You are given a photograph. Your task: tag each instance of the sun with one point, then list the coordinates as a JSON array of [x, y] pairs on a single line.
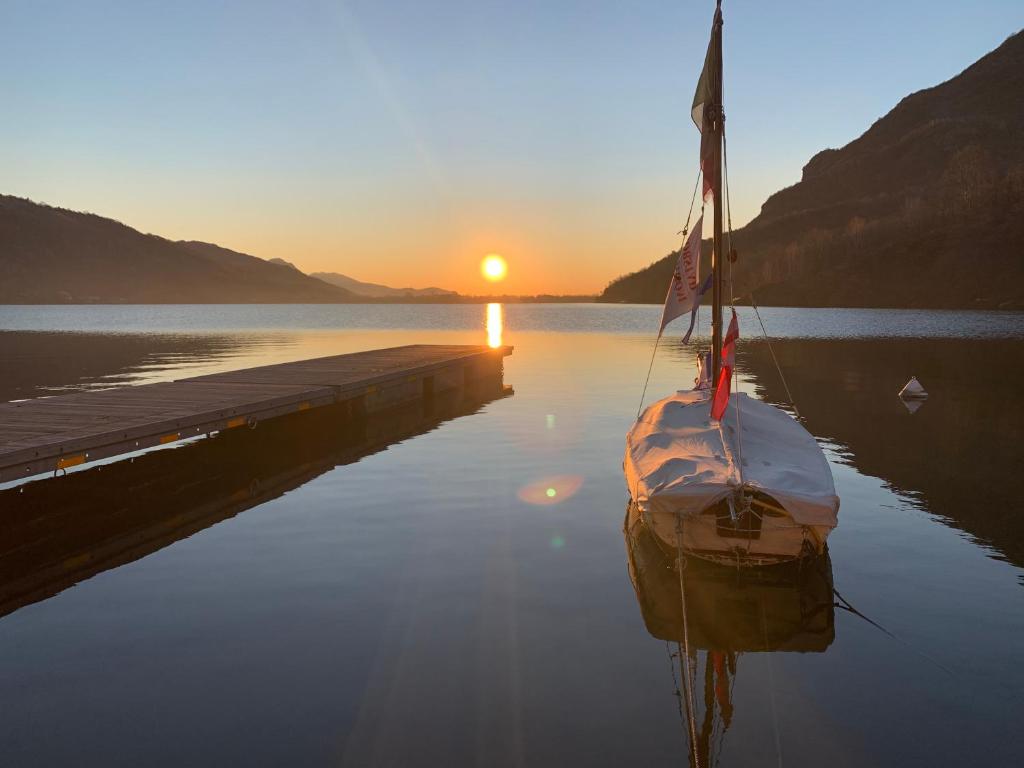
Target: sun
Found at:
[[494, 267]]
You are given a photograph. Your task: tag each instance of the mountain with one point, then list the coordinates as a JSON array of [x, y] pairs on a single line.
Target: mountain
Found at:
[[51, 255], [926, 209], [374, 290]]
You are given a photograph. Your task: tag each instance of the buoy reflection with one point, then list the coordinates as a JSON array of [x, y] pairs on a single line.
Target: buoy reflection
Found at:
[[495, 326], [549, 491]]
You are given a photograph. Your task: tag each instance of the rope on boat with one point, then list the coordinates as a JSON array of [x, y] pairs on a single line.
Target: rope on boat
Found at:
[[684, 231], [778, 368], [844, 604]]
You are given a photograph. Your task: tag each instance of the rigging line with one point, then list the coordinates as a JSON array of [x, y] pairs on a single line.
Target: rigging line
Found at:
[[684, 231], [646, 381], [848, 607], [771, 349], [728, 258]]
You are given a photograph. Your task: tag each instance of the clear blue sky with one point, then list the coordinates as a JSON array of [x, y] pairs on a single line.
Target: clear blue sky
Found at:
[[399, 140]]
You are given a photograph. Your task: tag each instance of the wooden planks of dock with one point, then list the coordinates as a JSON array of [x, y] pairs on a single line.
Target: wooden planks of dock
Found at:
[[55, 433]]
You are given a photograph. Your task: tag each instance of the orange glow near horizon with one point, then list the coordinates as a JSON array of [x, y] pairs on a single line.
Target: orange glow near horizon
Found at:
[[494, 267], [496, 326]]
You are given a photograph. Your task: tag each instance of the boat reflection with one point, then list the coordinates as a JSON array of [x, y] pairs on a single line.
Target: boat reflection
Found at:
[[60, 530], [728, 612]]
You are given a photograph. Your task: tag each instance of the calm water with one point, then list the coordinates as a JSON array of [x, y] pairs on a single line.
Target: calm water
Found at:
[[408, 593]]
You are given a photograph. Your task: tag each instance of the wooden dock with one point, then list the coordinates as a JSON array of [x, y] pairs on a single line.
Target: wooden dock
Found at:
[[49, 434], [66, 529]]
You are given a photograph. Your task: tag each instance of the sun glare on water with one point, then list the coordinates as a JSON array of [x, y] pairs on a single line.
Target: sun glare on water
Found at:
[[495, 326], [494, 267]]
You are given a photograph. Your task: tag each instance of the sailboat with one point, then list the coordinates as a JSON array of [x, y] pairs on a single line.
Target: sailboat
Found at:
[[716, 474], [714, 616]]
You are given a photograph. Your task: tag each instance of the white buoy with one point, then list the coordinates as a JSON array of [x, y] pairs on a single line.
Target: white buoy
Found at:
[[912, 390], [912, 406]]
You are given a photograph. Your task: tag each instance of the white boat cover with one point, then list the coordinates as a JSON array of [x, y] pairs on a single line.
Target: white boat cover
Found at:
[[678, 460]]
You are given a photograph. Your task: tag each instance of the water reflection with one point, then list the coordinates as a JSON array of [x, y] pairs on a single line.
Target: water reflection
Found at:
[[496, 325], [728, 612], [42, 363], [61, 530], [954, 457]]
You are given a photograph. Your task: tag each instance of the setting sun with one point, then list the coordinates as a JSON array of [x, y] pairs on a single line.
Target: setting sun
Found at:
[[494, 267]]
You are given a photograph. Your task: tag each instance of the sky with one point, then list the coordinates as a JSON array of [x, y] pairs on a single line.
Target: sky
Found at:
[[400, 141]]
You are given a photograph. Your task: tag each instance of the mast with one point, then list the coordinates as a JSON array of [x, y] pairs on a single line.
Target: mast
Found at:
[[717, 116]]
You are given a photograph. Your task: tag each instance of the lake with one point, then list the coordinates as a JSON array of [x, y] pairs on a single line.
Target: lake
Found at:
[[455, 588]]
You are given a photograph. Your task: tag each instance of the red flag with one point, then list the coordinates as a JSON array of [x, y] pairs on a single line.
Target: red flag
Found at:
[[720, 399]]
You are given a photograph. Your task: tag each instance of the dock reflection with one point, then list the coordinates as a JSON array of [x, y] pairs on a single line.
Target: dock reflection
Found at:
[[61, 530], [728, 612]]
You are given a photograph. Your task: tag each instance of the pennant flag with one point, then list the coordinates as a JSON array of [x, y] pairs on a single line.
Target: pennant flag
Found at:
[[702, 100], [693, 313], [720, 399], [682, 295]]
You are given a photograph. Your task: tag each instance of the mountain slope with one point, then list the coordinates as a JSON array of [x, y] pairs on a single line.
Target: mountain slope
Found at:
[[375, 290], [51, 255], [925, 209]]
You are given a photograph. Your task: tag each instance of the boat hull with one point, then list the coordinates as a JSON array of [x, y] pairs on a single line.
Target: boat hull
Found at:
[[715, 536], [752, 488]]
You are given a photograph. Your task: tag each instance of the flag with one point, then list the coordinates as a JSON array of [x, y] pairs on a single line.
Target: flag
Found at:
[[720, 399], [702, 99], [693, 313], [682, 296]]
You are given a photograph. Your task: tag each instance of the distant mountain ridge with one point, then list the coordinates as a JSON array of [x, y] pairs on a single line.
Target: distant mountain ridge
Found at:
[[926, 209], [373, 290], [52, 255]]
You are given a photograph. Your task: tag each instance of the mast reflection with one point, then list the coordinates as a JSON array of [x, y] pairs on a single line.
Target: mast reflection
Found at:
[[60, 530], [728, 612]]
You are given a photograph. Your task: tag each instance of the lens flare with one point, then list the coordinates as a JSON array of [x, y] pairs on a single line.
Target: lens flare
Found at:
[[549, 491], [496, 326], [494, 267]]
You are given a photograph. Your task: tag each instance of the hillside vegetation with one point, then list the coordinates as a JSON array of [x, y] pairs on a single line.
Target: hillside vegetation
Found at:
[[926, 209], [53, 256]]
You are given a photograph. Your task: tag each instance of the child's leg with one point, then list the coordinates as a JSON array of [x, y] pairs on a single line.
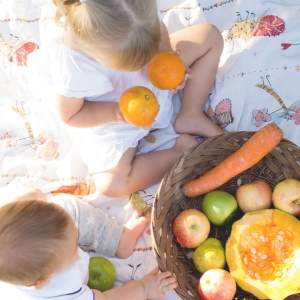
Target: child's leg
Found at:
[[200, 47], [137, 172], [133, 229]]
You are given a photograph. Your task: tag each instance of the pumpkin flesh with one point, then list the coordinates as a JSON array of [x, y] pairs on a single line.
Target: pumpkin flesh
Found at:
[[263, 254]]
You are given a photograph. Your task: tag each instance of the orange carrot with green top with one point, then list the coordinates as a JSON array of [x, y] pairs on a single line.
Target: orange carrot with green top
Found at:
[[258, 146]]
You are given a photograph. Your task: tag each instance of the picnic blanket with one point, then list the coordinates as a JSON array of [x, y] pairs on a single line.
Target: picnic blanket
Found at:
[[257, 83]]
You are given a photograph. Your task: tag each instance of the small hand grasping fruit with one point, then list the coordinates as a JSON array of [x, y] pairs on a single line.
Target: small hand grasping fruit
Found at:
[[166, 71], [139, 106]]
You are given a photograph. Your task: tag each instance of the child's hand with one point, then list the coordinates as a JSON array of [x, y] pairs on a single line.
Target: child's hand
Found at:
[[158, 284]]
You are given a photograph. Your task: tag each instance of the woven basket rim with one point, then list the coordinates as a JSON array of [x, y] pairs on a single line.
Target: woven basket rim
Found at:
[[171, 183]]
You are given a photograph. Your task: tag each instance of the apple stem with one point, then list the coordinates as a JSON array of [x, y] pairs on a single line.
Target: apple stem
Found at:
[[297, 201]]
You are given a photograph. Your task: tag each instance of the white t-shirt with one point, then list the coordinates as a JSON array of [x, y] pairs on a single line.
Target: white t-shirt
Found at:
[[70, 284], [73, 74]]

************

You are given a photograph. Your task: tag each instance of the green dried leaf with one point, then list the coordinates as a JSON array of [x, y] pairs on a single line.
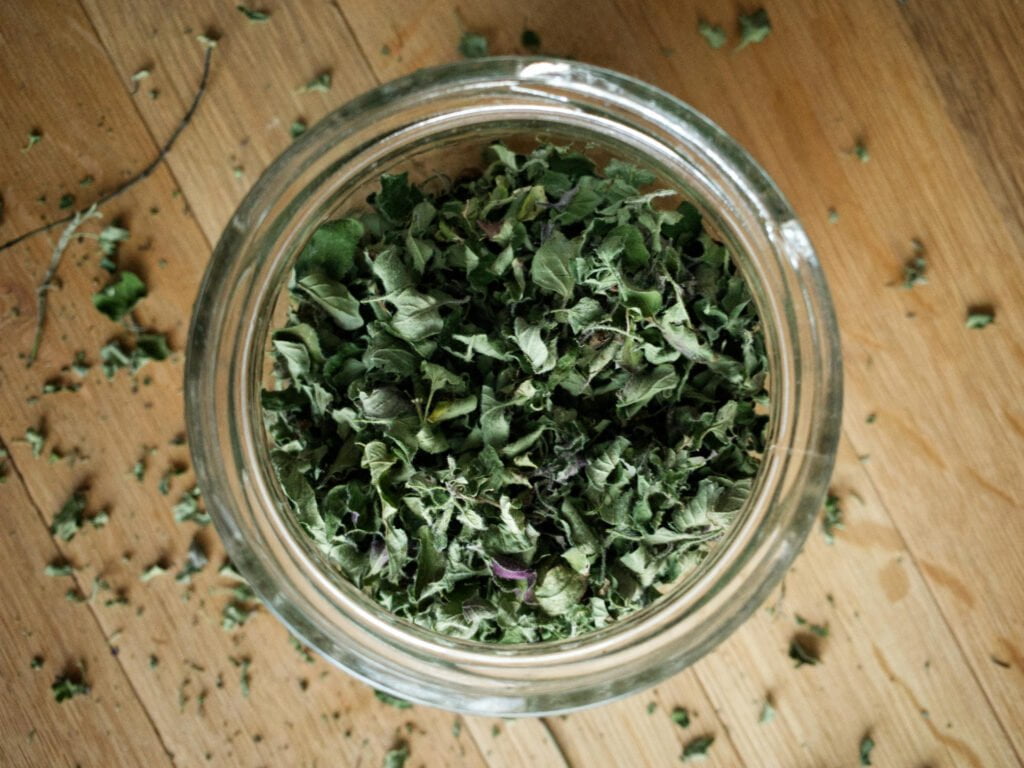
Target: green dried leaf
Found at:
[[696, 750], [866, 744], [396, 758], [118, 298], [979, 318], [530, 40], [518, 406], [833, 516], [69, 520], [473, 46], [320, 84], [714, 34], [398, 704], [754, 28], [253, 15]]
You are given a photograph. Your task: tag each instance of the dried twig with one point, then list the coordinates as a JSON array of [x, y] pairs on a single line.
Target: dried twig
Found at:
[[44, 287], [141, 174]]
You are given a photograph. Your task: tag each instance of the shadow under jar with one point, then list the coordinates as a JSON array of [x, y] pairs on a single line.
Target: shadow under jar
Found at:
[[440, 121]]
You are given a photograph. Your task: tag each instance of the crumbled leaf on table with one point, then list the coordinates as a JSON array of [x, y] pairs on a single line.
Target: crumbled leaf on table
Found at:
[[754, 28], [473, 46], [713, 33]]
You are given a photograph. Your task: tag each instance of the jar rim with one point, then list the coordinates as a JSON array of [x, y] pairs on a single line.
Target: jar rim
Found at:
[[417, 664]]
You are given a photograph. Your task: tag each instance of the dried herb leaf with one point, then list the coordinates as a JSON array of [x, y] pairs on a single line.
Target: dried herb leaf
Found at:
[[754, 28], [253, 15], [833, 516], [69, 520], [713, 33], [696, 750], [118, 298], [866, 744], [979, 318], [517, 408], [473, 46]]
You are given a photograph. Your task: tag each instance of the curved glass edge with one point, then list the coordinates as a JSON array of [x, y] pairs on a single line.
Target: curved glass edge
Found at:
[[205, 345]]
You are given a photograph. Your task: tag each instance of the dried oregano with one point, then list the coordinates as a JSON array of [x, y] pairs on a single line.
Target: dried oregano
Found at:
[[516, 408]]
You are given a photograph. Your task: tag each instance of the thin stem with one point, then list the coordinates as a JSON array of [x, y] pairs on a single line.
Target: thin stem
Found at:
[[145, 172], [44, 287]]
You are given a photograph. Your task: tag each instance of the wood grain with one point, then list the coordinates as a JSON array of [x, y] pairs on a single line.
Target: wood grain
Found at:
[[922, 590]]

************

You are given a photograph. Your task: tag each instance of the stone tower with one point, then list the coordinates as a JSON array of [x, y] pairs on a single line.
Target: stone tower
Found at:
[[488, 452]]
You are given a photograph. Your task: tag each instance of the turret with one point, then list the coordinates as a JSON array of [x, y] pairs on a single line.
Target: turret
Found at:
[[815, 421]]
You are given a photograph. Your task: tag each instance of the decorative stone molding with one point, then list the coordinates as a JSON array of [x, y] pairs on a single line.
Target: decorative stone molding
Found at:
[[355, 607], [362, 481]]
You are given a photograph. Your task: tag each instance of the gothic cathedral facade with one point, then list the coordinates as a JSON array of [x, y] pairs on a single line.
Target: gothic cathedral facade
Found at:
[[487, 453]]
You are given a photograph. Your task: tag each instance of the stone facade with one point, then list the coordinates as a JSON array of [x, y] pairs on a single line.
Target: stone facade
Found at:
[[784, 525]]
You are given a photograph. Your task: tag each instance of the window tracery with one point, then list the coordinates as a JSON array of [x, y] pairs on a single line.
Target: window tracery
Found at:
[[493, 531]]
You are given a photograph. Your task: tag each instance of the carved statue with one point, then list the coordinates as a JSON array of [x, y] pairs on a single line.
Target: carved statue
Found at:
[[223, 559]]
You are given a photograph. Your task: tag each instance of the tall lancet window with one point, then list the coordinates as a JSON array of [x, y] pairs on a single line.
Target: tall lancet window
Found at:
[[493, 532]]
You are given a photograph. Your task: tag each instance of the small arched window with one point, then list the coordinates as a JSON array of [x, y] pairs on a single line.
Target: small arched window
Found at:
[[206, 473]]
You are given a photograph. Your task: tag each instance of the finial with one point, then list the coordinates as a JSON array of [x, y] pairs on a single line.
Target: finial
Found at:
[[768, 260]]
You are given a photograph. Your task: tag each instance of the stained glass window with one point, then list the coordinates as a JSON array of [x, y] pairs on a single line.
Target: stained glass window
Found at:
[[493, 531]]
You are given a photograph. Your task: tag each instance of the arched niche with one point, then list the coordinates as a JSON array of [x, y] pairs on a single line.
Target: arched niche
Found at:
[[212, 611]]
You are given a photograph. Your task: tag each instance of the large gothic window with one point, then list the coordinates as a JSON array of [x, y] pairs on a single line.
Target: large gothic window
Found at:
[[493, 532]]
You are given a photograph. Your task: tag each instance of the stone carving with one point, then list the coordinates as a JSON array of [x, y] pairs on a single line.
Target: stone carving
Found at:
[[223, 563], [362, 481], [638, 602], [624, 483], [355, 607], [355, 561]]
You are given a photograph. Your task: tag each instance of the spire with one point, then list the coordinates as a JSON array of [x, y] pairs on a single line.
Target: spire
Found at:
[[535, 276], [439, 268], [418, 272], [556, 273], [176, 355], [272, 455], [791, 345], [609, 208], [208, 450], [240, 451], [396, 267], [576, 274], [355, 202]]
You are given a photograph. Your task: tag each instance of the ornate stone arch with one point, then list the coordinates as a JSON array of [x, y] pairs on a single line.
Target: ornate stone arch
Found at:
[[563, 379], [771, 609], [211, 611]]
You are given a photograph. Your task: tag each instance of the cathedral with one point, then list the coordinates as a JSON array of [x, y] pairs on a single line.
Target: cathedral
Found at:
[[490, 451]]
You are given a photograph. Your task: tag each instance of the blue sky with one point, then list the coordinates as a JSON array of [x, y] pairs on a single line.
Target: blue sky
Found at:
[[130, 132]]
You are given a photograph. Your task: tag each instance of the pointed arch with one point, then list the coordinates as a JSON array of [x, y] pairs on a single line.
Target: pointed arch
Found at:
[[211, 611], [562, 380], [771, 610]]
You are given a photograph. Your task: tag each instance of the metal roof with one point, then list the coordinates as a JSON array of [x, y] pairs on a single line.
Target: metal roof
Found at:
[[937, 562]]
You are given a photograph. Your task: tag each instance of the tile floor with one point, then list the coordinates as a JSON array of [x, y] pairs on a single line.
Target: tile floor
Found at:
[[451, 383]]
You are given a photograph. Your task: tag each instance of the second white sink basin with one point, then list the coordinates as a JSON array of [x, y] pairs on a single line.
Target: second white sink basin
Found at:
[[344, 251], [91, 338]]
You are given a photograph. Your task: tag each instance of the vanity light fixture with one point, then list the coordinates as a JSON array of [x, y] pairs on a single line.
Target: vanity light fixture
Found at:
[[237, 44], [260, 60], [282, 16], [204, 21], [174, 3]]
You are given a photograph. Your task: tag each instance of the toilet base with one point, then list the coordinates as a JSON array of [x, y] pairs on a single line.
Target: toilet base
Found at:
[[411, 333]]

************

Copy word for word the lines of the records above from the one with "the sun with" up to and including the one with "of the buoy". Skip the pictures.

• **Answer for the task**
You are given a photograph. Your task: tag each instance of the sun with one point, then list the coordinates as a JSON array of [x, y] pairs on a single line.
Target: sun
Found at:
[[494, 267]]
You are given a photograph. Your task: tag each instance of the mountain with one point, then list the coordinates as a JSON array of [x, y] pairs on a single line.
Target: mountain
Found at:
[[51, 255], [926, 209], [374, 290]]
You are given a photograph. Your task: tag each instance of the buoy reflection with one point, then list the coordinates as a JSON array of [x, y] pairs on a single line.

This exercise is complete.